- **Excerpted passage**:
┏━━

To become a validator in Ethereum 2.0, you need to send at least 32 ETH per staking contract to the Beacon Chain, a ledger of accounts that maintains and coordinates a network of participants. It does not process transactions and does not interact with smart contracts. Validators are active participants in the network that verify transactions and mine new token blocks in the network. A validator can work alone or through a pool (e.g., Lido, Rocket Pool).

Current investors will become validators after the Ethereum core network is upgraded. They will receive a reward in ETH depending on how much they sent in staking and how long they participated in validating transactions on the network.

Despite the potential benefit, investors who have deposited coins to work with the validator are in significant disadvantage due to the drop in ETH and are unable to withdraw funds from the protocol before the main Merge upgrade.

In a report published on July 6, Glassnode analyzed the total number of ETH sent to staking, the change in the number of new deposits per day, as well as the average ETH purchase price and the potential loss of investors.

┗━━

- **Dataset extract**:

┏━━

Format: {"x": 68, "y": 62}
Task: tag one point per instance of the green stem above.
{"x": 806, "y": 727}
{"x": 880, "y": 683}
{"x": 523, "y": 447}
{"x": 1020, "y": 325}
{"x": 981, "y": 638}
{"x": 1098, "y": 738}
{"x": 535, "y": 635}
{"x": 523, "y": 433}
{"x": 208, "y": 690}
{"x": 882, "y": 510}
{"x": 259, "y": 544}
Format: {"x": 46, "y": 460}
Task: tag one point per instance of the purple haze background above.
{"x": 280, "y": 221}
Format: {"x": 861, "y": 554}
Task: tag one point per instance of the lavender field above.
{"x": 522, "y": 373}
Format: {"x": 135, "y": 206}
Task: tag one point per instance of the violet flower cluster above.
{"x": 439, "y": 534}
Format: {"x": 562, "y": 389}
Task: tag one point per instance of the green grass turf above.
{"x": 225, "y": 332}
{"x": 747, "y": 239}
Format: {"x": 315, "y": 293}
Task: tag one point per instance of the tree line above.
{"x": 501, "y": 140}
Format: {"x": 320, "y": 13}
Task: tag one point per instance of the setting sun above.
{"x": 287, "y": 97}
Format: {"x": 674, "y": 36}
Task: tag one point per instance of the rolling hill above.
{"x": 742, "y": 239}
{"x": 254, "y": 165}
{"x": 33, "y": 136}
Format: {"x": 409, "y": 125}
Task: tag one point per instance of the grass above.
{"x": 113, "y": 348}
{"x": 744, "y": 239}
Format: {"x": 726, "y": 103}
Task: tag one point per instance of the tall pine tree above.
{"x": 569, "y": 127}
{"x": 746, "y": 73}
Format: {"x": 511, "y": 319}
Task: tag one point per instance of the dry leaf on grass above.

┗━━

- **Goals**:
**1)** Using the Ethereum staking text, decide whether each statement agrees with it: (a) The Beacon Chain processes transactions. (b) A validator can work through a pool. (c) Investors can withdraw their staked funds before the Merge upgrade. Answer yes or no for each, quoting the deciding words.
**2)** Turn the paragraph of the Ethereum staking text beginning "Current investors will become validators" into a short list that keeps its main facts.
**3)** Carry the Ethereum staking text forward from its last sentence.
The items have nothing to do with the Ethereum staking text.

- **Exercise answers**:
**1)**
(a) No: "It does not process transactions and does not interact with smart contracts."
(b) Yes: "A validator can work alone or through a pool (e.g., Lido, Rocket Pool)."
(c) No: "are unable to withdraw funds from the protocol before the main Merge upgrade."

**2)**
- Current investors become validators once the Ethereum core network is upgraded.
- They receive rewards in ETH.
- The reward depends on how much they staked and how long they took part in validating transactions.

**3)**
There has been a steady influx of coins from investors wishing to become validators since the developers launched the Beacon network in November 2020. The total number of ETH blocked has now reached 12,98 million, representing more than 10,9% of the circulating supply. 62% of this amount was sent before the asset's November 2021 all-time high (ATH) price, and the remaining 38% was sent afterwards. At the November ATH, when ETH was worth $4819, the total value of staked deposits reached $39,7 billion, corresponding to 263 918 network validators. After ATH, however, the value fell by $25,65 billion. Despite the market drop, investors sent about 5 million more ETH to staking, and the number of validators increased to 406 047 units.

Source: Glassnode.com

When ETH prices fell below the 2018 ATH level, Ethereum 2.0 deposits slowed noticeably. During 2020 and 2021, there were typically 500 to 1 000 new deposits of 32 ETH each day. Currently, the average number of deposits has dropped to 122 per day.

Source: Glassnode.com

Since deposits cannot yet be withdrawn, we can calculate the average value of ETH 2.0 at the time of deposit (the so-called realization price). To do this, the sum of all ETH deposits multiplied by the ETH price at the time of deposit must be divided by the total amount of ETH in staking.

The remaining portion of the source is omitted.